The 2024 Copa de la Liga Profesional final was the final match of the 2024 Copa de la Liga Profesional, the fifth edition of this national cup. It was held in the Estadio Único Madre de Ciudades in Santiago del Estero on 5 May 2024 between Estudiantes (LP) and Vélez Sarsfield. Both clubs contested their first Copa de la Liga Profesional final.

After a 1–1 draw, Estudiantes (LP) won 4–3 on penalties to claim their first title in the tournament. As champions, Estudiantes (LP) qualified for the 2025 Copa Libertadores and the 2024 Trofeo de Campeones.

== Qualified teams ==

| Team | Previous finals app. |
|---|---|
| Estudiantes (LP) | None |
| Vélez Sarsfield | None |

Bold indicates winning years

== Road to the final ==

Note: In all results below, the score of the finalist is given first (H: home; A: away; N: neutral venue).

▶ [Tasks]:
(a) Reproduce everything in the passage on the 2024 Copa de la Liga final from "After a 1–1" down to "Trofeo de Campeones.".
(b) According to the passage on the 2024 Copa de la Liga final, at which stadium was the match played?
The rows after the passage on the 2024 Copa de la Liga final are separate material.

▶ [Recorded data]:

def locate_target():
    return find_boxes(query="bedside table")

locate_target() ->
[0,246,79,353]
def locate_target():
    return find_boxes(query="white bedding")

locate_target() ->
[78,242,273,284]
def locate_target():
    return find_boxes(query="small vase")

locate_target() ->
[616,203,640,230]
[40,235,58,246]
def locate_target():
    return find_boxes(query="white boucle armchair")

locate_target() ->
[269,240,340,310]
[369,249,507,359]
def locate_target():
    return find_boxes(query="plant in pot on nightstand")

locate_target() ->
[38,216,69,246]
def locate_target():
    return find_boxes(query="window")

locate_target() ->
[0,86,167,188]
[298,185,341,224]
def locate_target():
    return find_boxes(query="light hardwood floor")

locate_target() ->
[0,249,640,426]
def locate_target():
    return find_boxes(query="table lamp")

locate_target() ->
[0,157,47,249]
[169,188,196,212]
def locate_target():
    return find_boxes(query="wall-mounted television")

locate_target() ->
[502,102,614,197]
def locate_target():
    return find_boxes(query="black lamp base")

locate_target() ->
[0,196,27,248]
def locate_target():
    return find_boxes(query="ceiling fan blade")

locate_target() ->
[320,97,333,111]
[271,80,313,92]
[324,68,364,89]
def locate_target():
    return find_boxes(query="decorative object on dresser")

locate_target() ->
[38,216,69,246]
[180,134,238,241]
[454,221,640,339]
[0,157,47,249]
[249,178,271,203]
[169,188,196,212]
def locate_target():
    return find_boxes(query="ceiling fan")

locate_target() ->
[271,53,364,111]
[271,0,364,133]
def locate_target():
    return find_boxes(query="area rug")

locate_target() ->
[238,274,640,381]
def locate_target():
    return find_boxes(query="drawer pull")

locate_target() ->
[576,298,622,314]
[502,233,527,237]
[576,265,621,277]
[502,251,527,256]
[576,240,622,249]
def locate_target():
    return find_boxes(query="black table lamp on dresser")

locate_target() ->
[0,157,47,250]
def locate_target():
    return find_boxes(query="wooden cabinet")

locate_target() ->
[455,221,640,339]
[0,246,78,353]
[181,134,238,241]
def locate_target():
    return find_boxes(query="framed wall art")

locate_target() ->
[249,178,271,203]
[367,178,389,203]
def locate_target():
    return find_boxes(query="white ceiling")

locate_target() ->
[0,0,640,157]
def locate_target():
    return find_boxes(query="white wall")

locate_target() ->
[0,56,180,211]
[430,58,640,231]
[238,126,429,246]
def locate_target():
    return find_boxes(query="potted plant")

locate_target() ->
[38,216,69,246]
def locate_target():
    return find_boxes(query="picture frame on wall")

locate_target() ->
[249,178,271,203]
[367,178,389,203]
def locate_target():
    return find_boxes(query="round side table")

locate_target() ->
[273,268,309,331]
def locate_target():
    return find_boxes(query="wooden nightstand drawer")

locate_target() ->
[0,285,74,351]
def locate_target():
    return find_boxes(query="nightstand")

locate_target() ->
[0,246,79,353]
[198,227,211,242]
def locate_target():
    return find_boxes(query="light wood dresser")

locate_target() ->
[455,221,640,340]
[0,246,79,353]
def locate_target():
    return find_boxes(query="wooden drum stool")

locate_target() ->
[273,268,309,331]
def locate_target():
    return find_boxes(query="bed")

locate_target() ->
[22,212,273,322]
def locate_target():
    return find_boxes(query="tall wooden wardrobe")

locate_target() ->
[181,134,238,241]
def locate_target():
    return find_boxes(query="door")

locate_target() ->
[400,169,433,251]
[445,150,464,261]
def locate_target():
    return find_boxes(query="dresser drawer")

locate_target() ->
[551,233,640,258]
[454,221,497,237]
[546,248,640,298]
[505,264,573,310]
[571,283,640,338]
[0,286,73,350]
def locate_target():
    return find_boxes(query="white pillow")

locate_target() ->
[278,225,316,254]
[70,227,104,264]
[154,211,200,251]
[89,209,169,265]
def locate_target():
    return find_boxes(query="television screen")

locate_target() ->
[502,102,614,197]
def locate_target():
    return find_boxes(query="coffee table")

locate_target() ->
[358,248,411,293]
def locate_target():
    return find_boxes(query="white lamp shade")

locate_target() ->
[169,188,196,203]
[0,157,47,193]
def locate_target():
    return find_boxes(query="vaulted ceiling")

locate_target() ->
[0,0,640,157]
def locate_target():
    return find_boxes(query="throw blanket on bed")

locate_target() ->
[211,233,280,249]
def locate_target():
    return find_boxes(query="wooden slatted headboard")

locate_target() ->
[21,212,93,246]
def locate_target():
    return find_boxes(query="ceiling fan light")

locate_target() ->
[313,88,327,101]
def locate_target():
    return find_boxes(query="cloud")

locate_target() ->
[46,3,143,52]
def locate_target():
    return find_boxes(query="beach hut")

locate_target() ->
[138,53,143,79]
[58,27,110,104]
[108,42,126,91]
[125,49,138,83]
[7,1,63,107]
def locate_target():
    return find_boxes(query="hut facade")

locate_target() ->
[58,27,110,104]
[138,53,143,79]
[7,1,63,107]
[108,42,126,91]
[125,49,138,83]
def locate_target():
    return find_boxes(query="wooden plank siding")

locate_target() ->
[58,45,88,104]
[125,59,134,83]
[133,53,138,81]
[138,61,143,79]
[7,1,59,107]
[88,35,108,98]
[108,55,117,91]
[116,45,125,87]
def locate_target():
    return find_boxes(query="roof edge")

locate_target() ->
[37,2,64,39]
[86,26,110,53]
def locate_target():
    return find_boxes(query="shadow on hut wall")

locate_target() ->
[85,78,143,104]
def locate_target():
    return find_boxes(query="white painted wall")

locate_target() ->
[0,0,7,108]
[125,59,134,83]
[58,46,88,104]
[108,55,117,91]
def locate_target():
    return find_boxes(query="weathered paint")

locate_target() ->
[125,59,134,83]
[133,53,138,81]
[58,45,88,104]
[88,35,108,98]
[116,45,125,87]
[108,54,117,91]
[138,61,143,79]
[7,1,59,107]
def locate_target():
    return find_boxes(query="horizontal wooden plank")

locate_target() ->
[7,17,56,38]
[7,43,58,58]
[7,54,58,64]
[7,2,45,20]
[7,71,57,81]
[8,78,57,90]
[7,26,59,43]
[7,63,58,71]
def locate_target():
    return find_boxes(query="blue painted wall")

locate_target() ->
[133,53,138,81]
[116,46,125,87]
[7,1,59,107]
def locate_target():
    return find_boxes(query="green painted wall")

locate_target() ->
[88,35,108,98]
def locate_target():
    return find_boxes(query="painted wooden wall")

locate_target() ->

▶ [Answers]:
(a)
After a 1–1 draw, Estudiantes (LP) won 4–3 on penalties to claim their first title in the tournament. As champions, Estudiantes (LP) qualified for the 2025 Copa Libertadores and the 2024 Trofeo de Campeones.

(b) The Estadio Único Madre de Ciudades in Santiago del Estero.